Your goal: Verbatim copy, images excluded: write out each record shown below.

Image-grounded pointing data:
■ ■ ■
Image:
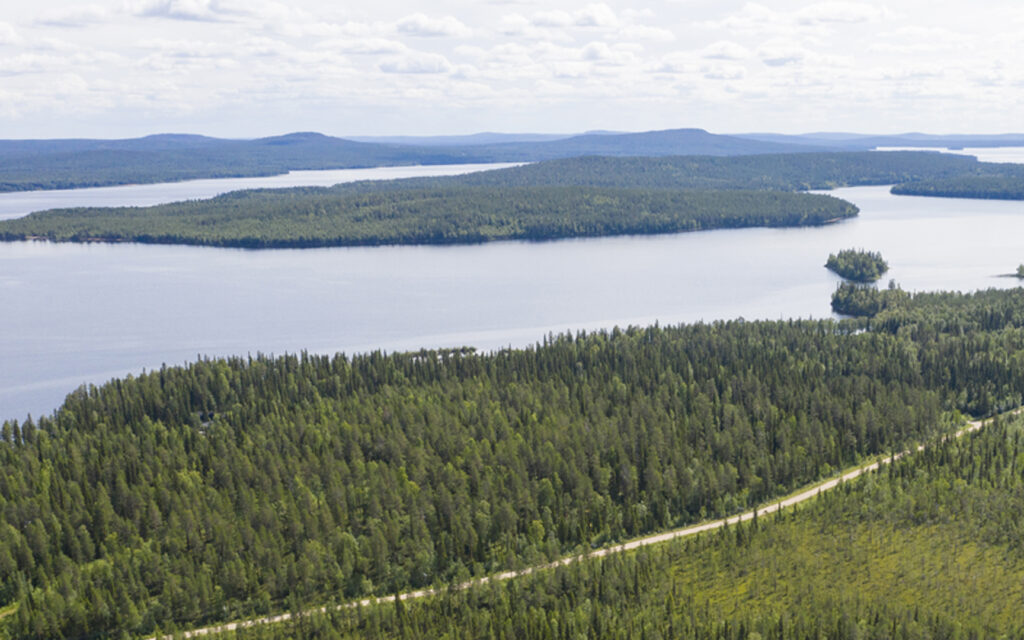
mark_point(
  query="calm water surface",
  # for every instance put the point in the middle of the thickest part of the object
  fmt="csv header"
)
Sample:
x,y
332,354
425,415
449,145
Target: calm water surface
■ ■ ■
Written solution:
Image:
mark_point(
  query="calm water surface",
  # for every instance put the point in the middle of the thickest part of the object
  fmt="csv header"
)
Sample:
x,y
332,354
425,415
449,145
Target: calm water surface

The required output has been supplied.